For the string "single", count the lines in the records below that contain it. Answer with that number alone.

### Records provided ###

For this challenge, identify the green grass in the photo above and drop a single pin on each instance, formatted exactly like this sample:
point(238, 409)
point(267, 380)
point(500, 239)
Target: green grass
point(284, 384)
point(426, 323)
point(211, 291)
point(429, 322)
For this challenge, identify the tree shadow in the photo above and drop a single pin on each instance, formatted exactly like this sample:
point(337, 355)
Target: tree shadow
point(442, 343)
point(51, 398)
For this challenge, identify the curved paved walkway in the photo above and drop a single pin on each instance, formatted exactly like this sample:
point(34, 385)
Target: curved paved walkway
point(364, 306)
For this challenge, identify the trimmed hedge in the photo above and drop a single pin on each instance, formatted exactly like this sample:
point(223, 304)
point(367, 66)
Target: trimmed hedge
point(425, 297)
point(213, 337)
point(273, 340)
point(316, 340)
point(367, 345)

###

* **Completed task**
4